◆ Text shown

The New York Times Editorial Board critiques the role of for-profit educational institutions in the federal job-training system, highlighting the predatory nature of many proprietary colleges. The Federal Workforce Investment Act, created in 1998, has poured $3.1 billion dollars into creating tuition vouchers which individuals can redeem for job training. This steady source of income to for-profit colleges usually only covers a fraction of students’ cost of attendance, meaning students often emerge from these institutions saddled with debt and with unclear job-placement prospects.
Federal Reserve Chair Janet Yellen discussed labor market strength at the annual Jackson Hole Economic Policy Symposium. In prior remarks, Yellen had cited stagnant wage growth as a sign that the labor market is still weak. At Jackson Hole, she pointed to research that suggests “wage growth has been subdued because employers were unable to cut salaries deeply enough during the recession, a phenomenon dubbed ‘pent-up wage deflation.’” If this is the case, Yellen noted, the labor market may be stronger than previously believed. The Washington Post reports.

◆ Record set
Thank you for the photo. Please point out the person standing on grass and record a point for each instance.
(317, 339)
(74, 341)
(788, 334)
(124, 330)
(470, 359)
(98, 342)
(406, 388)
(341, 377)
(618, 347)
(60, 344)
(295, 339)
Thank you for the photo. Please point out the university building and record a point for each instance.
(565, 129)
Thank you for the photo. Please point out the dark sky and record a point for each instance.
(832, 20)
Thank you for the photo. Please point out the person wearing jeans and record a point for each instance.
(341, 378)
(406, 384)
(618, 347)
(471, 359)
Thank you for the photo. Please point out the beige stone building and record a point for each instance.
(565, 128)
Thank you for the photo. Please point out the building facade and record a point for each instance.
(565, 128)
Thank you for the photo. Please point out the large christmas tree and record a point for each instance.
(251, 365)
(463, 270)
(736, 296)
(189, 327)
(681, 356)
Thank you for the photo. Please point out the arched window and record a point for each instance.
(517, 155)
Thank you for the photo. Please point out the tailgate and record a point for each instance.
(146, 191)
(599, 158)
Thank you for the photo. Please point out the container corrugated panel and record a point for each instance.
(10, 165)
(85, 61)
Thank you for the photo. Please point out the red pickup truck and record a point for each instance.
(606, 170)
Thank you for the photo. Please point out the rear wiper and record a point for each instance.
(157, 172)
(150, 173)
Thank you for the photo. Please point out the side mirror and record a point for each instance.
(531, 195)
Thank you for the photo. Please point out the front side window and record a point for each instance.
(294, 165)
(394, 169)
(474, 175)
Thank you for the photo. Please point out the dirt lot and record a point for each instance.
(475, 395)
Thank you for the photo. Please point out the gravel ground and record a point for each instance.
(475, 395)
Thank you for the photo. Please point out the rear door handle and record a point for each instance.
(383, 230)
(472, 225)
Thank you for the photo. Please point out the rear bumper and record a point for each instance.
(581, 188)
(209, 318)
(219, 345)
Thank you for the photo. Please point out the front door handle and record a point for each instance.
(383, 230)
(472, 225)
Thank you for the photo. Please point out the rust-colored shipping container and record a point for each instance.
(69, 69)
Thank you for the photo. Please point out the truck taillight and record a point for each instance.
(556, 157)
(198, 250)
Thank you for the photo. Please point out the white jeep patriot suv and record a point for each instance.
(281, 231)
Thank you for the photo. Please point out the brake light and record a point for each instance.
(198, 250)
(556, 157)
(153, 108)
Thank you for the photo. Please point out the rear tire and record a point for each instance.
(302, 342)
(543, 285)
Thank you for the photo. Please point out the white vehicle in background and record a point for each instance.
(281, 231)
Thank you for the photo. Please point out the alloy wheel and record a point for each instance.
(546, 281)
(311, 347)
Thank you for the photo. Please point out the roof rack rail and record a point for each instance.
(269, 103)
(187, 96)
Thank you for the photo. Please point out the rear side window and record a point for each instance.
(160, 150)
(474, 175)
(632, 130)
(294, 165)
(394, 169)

◆ Exercises
1 > Translate this sentence from the news summary above into Spanish: "In prior remarks, Yellen had cited stagnant wage growth as a sign that the labor market is still weak."
2 > Condense the news summary into two sentences.

◆ Task responses
1 > En declaraciones anteriores, Yellen había citado el estancamiento del crecimiento salarial como señal de que el mercado laboral sigue débil.

2 > The New York Times Editorial Board criticizes for-profit colleges in the federal job-training system, noting that the tuition vouchers created under the 1998 Federal Workforce Investment Act usually cover only a fraction of students' costs, so students often leave with debt and unclear job prospects. At the Jackson Hole Economic Policy Symposium, Federal Reserve Chair Janet Yellen pointed to research attributing subdued wage growth to "pent-up wage deflation," in which case the labor market may be stronger than previously believed.